• **Goal of the exercise**
Go through the material below, find each line with the word "puddle", and copy those lines.

• **Available data**
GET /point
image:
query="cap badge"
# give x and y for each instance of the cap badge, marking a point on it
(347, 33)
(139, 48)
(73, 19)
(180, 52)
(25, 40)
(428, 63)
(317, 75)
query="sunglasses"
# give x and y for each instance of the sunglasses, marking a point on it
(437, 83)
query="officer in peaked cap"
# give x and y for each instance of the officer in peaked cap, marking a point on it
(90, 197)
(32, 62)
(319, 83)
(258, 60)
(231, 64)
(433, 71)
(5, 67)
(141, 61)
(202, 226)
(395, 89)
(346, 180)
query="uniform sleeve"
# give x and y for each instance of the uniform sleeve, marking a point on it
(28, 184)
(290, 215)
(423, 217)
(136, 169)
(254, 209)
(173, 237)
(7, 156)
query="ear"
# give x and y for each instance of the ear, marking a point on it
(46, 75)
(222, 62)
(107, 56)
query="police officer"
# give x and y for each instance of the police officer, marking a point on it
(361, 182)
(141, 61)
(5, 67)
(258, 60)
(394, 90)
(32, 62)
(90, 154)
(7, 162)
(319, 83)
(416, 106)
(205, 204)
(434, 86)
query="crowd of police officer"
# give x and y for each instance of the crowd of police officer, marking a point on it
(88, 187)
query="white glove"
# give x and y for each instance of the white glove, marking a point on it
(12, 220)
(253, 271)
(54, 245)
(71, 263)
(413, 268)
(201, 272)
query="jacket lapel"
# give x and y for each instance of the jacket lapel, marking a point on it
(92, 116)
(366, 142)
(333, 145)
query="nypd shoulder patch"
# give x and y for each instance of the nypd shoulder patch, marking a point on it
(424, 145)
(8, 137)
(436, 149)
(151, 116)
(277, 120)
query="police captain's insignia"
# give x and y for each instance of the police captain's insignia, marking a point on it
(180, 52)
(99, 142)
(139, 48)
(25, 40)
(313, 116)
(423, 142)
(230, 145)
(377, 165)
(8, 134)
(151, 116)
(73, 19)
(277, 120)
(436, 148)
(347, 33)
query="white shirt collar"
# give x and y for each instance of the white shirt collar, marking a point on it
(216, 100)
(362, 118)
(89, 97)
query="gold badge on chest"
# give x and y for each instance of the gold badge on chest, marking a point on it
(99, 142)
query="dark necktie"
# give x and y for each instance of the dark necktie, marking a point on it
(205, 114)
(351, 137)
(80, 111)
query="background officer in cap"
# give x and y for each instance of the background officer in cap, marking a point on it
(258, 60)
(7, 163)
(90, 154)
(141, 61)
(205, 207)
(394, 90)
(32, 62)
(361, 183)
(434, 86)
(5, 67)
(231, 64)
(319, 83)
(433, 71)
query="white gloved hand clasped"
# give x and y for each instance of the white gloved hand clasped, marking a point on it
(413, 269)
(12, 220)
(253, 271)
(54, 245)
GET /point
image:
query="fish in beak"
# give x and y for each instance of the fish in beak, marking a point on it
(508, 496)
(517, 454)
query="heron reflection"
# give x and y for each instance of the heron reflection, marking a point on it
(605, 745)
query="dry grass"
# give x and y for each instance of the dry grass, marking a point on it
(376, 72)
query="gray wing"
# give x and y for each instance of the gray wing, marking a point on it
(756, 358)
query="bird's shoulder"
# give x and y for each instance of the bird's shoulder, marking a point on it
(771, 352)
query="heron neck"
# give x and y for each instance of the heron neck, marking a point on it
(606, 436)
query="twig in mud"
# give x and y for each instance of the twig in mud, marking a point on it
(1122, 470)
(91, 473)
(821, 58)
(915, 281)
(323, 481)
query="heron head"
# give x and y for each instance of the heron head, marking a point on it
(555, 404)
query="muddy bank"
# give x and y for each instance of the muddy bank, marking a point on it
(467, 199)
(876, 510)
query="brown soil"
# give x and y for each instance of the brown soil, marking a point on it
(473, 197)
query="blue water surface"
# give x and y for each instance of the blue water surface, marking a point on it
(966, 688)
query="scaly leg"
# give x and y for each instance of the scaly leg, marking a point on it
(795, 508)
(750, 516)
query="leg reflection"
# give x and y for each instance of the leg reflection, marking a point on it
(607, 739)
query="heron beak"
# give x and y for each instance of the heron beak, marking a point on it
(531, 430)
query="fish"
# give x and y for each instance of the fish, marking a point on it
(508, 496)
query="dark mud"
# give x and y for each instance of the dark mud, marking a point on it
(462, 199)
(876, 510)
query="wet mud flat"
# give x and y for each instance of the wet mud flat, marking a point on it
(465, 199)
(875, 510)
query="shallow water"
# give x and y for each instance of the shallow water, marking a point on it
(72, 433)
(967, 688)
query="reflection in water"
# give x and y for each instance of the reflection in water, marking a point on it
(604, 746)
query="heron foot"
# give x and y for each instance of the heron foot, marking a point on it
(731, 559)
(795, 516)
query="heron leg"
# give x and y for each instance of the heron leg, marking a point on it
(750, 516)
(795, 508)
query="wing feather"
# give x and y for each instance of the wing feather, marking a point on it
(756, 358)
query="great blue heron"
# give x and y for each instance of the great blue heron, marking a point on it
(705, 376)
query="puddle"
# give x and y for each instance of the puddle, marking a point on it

• **Response**
query="puddle"
# give x and y for each instance of the puddle, marking a point on it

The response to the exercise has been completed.